» EXERCISE BRIEF
From the data below, set down exactly the lines between the one holding "target | rear window" and the one holding "sample | [338, 154]", inclusive, and no others.

------ GIVEN INFORMATION ------

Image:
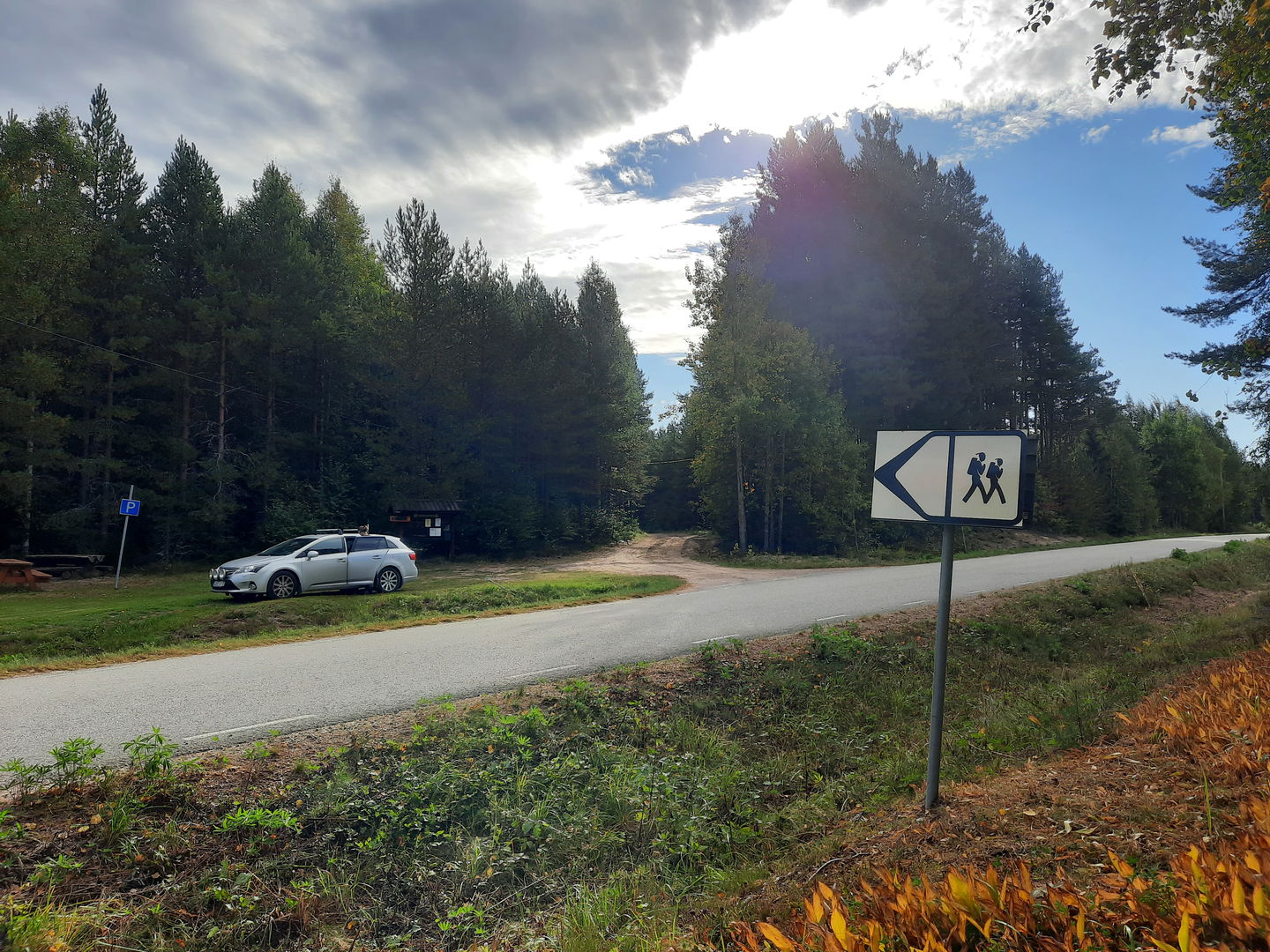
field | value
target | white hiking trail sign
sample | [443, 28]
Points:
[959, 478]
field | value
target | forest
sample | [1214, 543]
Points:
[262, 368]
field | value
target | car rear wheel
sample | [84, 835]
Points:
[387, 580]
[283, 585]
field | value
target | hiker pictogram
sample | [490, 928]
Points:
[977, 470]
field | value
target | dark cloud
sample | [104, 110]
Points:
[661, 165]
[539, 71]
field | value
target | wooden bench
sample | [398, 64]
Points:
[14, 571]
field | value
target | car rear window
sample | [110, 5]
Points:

------
------ GIVEN INFORMATION ------

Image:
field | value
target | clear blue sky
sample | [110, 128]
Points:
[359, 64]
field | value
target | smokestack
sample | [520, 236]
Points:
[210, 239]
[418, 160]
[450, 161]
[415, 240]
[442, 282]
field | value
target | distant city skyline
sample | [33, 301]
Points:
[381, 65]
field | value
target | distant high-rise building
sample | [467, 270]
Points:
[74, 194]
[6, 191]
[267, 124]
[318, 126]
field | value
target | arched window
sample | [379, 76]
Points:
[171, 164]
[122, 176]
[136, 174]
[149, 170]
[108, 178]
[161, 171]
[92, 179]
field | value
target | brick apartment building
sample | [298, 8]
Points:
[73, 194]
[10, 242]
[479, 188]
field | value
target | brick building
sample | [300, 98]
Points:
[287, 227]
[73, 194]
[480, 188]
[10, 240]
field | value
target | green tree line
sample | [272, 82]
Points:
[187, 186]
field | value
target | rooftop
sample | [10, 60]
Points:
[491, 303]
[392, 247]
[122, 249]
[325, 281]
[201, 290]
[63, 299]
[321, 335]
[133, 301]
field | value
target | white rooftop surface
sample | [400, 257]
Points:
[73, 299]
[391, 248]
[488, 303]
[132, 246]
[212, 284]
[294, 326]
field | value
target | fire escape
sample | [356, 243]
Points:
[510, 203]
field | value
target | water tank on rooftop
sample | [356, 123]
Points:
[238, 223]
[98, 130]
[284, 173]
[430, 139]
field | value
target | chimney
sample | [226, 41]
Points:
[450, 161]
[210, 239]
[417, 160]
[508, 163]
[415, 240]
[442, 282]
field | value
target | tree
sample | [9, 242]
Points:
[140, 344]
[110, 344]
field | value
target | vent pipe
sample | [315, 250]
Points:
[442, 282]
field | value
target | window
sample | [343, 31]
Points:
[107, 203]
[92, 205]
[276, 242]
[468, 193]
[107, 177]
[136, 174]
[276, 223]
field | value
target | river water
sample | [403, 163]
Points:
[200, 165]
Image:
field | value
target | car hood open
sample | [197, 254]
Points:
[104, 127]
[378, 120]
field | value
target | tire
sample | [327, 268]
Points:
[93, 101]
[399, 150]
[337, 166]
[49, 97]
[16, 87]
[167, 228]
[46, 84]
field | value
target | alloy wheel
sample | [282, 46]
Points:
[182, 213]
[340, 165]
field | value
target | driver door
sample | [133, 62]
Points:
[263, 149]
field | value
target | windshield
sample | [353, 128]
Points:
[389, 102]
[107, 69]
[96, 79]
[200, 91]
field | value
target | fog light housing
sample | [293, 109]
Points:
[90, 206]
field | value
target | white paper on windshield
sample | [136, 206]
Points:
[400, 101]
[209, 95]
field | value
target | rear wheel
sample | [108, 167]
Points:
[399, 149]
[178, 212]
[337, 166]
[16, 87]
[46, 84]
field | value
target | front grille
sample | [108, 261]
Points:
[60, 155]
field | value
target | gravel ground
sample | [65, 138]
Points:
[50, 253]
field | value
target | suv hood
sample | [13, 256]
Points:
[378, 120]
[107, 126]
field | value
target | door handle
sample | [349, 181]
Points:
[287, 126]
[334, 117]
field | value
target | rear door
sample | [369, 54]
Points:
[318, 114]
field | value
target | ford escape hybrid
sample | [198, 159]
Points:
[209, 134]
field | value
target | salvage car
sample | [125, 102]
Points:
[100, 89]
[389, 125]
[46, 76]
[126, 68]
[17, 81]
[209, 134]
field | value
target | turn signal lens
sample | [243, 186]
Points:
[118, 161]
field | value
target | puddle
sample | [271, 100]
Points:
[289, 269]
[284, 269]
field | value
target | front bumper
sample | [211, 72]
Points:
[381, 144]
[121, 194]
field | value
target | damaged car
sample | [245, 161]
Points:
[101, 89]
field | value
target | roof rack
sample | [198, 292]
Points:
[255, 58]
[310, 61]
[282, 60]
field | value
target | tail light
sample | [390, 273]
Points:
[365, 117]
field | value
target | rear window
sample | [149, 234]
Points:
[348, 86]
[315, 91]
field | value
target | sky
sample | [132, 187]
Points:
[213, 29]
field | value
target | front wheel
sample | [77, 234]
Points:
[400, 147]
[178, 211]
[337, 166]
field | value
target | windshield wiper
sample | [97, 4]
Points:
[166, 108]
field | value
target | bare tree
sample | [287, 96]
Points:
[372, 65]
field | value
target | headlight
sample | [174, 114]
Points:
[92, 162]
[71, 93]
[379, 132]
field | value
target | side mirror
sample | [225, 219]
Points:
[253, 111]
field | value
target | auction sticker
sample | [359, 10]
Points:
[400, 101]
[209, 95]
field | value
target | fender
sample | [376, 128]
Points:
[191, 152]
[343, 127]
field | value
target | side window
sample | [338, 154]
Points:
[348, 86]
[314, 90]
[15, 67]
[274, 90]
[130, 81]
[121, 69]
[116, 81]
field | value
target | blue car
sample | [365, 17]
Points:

------
------ GIVEN INFORMATION ------

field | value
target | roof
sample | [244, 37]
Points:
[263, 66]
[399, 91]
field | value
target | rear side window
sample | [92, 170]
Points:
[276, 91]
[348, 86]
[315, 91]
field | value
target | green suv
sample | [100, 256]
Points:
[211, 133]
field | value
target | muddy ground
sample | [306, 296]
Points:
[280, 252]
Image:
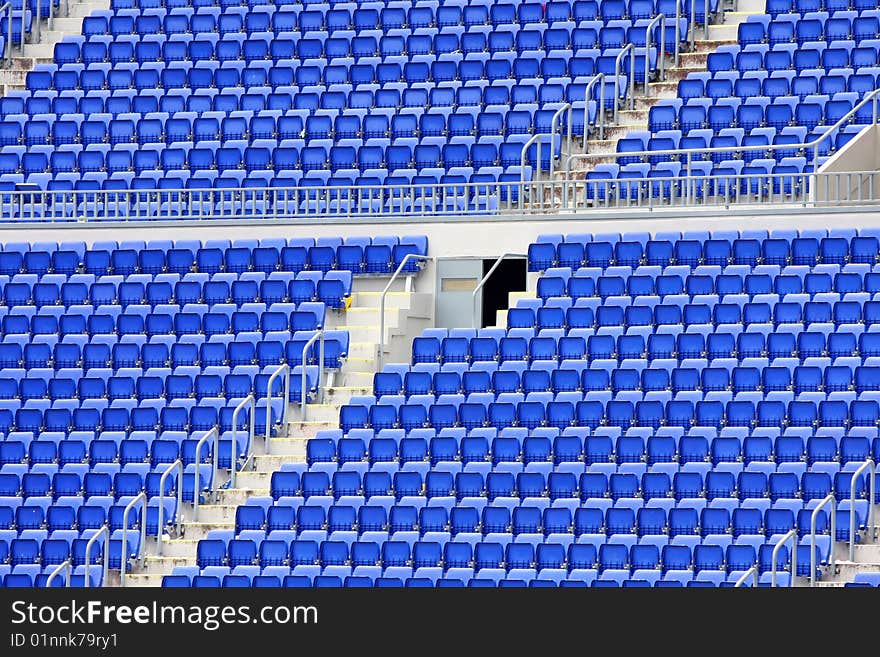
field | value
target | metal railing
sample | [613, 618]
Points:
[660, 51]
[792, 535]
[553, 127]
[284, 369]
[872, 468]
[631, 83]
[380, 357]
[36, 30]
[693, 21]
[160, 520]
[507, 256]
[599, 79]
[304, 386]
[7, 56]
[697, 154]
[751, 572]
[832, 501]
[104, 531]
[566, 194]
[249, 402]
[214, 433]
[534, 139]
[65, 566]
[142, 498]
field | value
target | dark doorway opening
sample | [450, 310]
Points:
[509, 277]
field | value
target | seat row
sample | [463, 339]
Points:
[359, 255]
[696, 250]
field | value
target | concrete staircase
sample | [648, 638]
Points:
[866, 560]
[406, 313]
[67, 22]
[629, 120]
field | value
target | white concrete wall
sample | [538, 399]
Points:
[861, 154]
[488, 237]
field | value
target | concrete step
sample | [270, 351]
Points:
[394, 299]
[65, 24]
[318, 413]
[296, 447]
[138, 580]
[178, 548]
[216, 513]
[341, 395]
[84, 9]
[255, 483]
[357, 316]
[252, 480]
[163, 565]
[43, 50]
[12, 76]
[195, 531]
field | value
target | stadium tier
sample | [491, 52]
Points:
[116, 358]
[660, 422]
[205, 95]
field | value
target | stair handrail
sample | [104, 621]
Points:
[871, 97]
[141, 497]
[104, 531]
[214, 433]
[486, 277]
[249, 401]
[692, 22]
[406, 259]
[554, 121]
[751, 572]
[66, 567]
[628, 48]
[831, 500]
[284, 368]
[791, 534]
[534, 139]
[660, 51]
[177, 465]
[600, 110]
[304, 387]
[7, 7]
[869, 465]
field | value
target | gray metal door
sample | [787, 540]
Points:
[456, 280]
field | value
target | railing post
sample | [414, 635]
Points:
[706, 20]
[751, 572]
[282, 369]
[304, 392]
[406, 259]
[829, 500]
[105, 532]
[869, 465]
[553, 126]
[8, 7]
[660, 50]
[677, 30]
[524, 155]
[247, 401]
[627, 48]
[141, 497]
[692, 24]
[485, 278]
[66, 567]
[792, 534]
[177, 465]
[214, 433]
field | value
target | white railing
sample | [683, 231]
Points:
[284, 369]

------

» YOUR SOLUTION
target | rear window
sample | [149, 234]
Points:
[348, 86]
[315, 91]
field | value
target | sky
sample | [132, 187]
Points:
[213, 29]
field | value
target | front wheel
sample | [77, 234]
Points:
[400, 147]
[178, 211]
[337, 166]
field | value
target | windshield wiper
sample | [97, 4]
Points:
[166, 108]
field | value
target | bare tree
sample | [287, 96]
Points:
[372, 65]
field | value
target | headlight
sample | [174, 114]
Points:
[92, 162]
[71, 93]
[379, 132]
field | value
target | side mirror
sample | [225, 219]
Points:
[253, 111]
field | value
target | auction sticker
sample | [359, 10]
Points:
[400, 101]
[209, 95]
field | value
target | fender
sample | [376, 128]
Points:
[191, 152]
[343, 127]
field | value
target | side window
sample | [338, 154]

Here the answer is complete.